Google's CAPTCHA experiment and the human factor - edw519
http://blogs.zdnet.com/security/?p=3178

======
ashleyw
Captchas were designed to distinguish bots from humans. But that's no longer
the problem[1].

You've just got to assume even a "bot" is human now. Casinos don't spot many
cheaters at the door, but rather spot them in the act by monitoring their
behavior.

[1] Though still an issue, I don't think removing them totally would do much
good, you still dont want people cause semi-malicious damage of your site for
even non-profit reasons, such as the Time 100 poll which has been gamed by
4Chan (not that Time introducing a captcha has stopped them though, just
slowed them down — however I highly doubt they'd have started it if the
captcha was in place from day one)

------
Celcius
I wish more people would realized how cheap and easy it is for spammers to
break captchas and how extremely hostile captchas are towards people with
disabilites. Deaf-blind people aren't helped by the sound alternative, the few
times that's even an alternative. The only protection captchas give is one of
inconveniance for spammers, it's not a working obstacle and the whole idea is
flawed.

Spammers can be fought by traffic analysis, communication caps and community
based moderation. Even if you are absolutely insisting on captchas please
don't do it as a first line of defense, use them on spikes like how youtube
handles mass comment voting.

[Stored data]

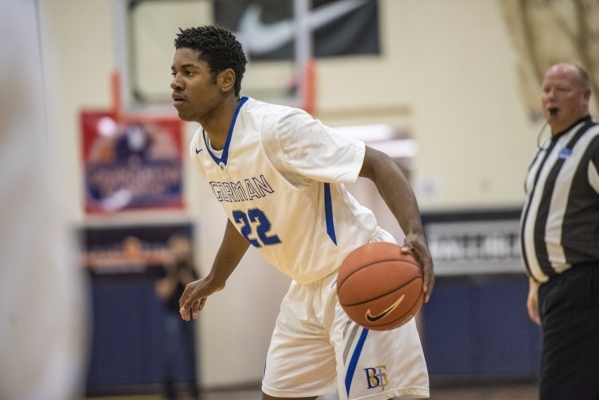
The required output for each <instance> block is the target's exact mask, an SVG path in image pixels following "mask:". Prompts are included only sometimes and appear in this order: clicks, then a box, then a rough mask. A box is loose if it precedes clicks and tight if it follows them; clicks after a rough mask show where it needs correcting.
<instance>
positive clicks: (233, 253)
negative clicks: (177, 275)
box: [179, 220, 250, 321]
mask: <svg viewBox="0 0 599 400" xmlns="http://www.w3.org/2000/svg"><path fill="white" fill-rule="evenodd" d="M249 245H250V244H249V243H248V241H247V240H246V239H245V238H244V237H243V236H241V234H240V233H239V232H238V231H237V229H236V228H235V226H234V225H233V223H232V222H231V221H230V220H227V227H226V228H225V236H224V238H223V241H222V243H221V245H220V247H219V249H218V252H217V253H216V257H215V259H214V262H213V263H212V268H211V269H210V273H208V275H207V276H206V277H205V278H203V279H198V280H197V281H194V282H191V283H189V284H188V285H187V286H185V291H184V292H183V295H182V296H181V299H179V306H180V307H181V310H180V313H181V318H183V319H184V320H186V321H189V320H190V317H193V319H196V318H197V317H198V313H199V312H200V311H202V309H203V308H204V304H205V303H206V298H207V297H208V296H210V295H211V294H213V293H215V292H218V291H219V290H222V289H223V288H224V287H225V283H226V282H227V279H229V276H230V275H231V274H232V273H233V271H234V270H235V268H236V267H237V265H238V264H239V261H241V259H242V258H243V255H244V254H245V252H246V251H247V249H248V247H249Z"/></svg>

◆ YOUR OBJECTIVE:
Can you transcribe the CAPTCHA thread, beginning at the words "You've just got" and stopping after "from day one)"? Work from the CAPTCHA thread alone.

◆ RESULT OF THIS EXERCISE:
You've just got to assume even a "bot" is human now. Casinos don't spot many
cheaters at the door, but rather spot them in the act by monitoring their
behavior.

[1] Though still an issue, I don't think removing them totally would do much
good, you still dont want people cause semi-malicious damage of your site for
even non-profit reasons, such as the Time 100 poll which has been gamed by
4Chan (not that Time introducing a captcha has stopped them though, just
slowed them down — however I highly doubt they'd have started it if the
captcha was in place from day one)